**Task description**
In the entries that follow, identify the line containing "of the blurred" and return it together with all later lines, exactly as they appear.
═══
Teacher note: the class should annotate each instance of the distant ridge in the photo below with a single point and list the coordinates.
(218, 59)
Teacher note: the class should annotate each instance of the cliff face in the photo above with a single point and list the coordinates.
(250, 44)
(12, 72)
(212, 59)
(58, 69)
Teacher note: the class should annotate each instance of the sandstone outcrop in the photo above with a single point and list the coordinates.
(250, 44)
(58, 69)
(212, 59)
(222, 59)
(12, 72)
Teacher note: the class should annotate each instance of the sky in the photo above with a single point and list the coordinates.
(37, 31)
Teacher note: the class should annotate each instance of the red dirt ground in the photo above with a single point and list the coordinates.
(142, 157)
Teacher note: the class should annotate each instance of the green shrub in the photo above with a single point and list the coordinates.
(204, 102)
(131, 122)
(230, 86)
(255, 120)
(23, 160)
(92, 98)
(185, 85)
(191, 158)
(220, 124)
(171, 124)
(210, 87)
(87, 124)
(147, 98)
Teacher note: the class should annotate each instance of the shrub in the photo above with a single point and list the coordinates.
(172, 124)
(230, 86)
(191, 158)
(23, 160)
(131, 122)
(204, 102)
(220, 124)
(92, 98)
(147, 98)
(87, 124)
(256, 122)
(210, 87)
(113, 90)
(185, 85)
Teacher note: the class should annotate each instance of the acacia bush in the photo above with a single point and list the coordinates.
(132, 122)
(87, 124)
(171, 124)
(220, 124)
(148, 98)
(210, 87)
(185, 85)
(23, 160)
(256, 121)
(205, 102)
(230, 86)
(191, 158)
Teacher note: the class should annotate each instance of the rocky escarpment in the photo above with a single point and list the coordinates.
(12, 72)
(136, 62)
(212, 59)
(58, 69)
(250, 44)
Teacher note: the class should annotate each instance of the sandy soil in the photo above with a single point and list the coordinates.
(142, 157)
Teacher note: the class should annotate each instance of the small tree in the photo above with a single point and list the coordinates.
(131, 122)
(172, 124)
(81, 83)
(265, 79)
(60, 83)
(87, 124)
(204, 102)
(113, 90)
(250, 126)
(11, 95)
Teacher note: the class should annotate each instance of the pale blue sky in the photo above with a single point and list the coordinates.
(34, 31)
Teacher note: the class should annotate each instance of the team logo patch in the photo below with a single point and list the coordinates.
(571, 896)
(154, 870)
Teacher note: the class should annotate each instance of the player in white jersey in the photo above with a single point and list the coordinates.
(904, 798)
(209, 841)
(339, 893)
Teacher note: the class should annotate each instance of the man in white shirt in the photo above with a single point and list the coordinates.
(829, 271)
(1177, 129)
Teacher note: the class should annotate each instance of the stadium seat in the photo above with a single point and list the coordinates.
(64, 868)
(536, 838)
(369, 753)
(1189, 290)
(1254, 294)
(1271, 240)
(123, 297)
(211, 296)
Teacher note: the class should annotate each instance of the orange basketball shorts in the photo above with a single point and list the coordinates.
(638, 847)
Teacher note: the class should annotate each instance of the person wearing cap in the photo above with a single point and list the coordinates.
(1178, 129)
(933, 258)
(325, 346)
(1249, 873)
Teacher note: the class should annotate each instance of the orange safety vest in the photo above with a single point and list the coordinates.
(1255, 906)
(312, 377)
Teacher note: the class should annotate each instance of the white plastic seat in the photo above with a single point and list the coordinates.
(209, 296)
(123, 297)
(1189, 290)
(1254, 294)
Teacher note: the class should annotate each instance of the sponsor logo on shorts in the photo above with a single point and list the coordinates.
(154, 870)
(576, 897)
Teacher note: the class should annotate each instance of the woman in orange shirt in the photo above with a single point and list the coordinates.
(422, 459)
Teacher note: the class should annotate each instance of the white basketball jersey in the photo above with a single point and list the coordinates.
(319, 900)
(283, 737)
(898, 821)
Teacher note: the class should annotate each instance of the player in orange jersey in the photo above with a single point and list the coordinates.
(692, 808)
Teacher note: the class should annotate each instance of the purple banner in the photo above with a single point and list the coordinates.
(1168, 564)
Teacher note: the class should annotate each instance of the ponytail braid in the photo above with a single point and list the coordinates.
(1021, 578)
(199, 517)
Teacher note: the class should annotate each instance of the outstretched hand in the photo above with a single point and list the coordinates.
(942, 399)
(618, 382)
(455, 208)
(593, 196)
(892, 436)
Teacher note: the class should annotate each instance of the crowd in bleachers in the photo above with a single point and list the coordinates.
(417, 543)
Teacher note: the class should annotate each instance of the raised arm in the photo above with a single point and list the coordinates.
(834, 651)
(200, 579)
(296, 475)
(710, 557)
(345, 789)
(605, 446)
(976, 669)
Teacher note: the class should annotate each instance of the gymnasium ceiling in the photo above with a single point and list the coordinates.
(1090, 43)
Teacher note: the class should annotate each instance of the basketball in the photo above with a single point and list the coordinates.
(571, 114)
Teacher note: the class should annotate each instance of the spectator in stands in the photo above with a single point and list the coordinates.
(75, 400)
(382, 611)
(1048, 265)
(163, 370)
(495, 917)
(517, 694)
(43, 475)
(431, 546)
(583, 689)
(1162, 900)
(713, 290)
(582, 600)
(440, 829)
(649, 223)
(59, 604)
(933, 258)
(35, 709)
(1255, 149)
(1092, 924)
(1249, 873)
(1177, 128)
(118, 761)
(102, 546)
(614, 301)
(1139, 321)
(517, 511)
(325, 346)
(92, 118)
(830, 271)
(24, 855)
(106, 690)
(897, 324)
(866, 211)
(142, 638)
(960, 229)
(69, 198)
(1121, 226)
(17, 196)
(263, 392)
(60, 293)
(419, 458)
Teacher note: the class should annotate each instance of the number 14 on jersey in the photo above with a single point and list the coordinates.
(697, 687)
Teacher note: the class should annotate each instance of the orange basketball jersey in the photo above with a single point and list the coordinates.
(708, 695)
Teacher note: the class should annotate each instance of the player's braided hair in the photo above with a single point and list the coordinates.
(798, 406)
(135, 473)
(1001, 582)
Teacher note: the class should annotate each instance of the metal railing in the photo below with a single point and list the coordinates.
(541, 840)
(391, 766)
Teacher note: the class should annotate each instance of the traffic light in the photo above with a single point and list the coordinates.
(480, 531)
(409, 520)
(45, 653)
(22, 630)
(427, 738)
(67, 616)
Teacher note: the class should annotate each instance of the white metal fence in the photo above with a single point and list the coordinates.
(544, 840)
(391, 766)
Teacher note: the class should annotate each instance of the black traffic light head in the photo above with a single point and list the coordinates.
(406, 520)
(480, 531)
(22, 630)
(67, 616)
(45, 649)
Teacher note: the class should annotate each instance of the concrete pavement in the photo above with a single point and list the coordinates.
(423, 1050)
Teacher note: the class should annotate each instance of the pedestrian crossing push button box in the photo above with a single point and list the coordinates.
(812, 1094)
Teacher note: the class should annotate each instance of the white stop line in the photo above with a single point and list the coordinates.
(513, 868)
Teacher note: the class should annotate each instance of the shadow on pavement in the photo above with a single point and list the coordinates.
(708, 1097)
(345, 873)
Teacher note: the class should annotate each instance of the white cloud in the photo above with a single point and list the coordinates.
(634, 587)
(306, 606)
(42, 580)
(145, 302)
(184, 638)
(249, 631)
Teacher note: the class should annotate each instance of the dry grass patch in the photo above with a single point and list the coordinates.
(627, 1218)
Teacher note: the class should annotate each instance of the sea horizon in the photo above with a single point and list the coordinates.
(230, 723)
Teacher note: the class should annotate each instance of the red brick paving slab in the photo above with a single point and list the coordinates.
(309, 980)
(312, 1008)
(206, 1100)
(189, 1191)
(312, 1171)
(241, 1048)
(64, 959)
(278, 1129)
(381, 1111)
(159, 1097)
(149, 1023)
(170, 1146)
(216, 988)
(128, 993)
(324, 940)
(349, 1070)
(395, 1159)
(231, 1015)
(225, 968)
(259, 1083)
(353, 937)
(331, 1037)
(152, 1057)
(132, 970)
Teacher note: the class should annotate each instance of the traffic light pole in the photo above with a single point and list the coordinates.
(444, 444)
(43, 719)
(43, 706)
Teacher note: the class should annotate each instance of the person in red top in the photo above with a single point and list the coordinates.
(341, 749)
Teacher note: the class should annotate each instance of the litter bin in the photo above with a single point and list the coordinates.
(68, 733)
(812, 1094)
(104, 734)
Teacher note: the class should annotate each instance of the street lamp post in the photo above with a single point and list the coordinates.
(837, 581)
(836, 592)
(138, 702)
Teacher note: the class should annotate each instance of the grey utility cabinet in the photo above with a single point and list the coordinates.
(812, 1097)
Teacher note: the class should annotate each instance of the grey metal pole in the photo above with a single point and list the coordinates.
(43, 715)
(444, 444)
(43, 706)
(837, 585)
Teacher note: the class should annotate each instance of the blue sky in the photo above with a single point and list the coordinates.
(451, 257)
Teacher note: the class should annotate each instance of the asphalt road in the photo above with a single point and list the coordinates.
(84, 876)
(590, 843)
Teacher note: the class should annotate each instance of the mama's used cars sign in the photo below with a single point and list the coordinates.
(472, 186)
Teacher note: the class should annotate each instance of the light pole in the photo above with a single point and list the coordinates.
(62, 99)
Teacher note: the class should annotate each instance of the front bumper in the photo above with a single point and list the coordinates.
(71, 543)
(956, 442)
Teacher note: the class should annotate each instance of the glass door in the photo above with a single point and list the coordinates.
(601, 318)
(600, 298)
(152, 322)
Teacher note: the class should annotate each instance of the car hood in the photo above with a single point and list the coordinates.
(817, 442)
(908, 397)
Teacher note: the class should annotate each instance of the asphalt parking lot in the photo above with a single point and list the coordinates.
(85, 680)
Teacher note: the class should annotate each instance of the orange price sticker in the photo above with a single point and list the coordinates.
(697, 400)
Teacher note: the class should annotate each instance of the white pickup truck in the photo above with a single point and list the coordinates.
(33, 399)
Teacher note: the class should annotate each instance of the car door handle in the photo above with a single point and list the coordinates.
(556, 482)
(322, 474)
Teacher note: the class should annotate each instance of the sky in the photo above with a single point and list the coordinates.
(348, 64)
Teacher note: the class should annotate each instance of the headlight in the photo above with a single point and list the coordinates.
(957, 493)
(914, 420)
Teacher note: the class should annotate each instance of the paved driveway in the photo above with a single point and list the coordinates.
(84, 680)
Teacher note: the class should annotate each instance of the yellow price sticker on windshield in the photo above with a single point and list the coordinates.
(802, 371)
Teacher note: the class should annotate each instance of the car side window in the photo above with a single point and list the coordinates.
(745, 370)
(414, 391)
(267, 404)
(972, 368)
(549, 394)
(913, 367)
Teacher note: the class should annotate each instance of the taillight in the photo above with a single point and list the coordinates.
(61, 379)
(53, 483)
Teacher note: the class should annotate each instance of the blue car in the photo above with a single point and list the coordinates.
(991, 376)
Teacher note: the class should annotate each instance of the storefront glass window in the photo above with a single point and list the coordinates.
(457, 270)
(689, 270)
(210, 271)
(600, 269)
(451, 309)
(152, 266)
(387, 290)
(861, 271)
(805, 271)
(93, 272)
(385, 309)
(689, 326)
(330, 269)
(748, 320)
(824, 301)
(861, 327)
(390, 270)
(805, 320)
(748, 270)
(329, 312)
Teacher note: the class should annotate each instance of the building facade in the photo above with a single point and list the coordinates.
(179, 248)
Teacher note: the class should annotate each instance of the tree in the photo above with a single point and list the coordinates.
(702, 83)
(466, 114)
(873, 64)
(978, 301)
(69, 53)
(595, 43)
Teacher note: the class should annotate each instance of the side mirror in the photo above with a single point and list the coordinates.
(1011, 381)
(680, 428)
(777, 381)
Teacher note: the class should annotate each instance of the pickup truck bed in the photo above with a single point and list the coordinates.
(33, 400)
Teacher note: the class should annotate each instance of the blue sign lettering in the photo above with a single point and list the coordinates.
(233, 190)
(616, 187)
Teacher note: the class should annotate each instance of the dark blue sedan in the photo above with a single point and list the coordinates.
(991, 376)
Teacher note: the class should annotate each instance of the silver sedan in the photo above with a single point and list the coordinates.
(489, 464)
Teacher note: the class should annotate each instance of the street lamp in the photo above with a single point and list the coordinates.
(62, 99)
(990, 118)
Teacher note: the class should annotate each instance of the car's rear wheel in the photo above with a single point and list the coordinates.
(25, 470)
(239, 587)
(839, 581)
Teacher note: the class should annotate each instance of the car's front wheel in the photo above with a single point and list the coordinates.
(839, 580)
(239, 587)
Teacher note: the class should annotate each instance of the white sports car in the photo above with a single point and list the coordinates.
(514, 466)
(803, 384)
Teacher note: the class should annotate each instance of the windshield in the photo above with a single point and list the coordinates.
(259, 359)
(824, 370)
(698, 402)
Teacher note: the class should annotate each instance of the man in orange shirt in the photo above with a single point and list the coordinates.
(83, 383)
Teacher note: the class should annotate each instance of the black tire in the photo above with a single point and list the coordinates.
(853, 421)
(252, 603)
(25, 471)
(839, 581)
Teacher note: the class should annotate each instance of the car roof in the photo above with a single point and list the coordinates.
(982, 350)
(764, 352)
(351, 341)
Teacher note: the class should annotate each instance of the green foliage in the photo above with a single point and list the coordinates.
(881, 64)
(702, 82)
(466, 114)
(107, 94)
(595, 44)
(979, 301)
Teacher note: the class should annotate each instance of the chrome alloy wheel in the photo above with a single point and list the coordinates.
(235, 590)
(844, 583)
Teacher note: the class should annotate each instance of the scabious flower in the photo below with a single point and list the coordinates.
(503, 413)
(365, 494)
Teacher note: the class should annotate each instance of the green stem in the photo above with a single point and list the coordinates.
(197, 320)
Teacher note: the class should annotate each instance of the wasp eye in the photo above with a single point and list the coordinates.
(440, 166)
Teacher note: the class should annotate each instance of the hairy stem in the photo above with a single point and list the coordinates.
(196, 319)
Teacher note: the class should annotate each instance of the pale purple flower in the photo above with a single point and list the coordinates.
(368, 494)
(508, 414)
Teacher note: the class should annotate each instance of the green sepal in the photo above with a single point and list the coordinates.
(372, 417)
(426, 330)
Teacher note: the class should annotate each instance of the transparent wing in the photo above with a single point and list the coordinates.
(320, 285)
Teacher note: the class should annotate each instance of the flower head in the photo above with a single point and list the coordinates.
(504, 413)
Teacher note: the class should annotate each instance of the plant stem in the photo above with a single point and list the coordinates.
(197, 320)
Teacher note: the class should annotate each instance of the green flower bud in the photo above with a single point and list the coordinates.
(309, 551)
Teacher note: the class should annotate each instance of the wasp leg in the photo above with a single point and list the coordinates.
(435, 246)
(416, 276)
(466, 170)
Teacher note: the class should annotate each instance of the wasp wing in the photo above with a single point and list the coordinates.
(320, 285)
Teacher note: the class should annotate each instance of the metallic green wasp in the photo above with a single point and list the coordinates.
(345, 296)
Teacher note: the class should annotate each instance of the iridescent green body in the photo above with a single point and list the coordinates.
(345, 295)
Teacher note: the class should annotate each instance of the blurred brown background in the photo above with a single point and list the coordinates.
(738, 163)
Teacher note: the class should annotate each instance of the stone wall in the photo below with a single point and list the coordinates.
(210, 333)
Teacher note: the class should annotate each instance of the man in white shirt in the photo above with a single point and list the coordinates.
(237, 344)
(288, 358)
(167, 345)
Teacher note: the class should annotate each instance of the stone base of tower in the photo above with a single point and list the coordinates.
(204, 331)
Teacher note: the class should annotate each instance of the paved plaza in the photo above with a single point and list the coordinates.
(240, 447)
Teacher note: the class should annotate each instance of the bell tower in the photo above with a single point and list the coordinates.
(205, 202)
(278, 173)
═══
**Response to the exercise**
Teacher note: the class should annotate each instance of the blurred brown background in the photo above with a single point and list the coordinates.
(738, 163)
Teacher note: the class should annotate each instance of the stone wall in the photo below with a single point and list the coordinates.
(210, 333)
Teacher note: the class should annotate each instance of the man in white shirt in the photo above with a single point and list the coordinates.
(237, 344)
(288, 358)
(167, 345)
Teacher note: the class should annotate each instance of the stone base of tower in the photo above with a single point and list the coordinates.
(204, 331)
Teacher note: the class should annotate each instance of the paved plaza in the photo above with a single point and list the coordinates.
(240, 447)
Teacher note: the class should annotate each instance of the bell tower in the photo above with a single point and list the coordinates.
(205, 202)
(278, 173)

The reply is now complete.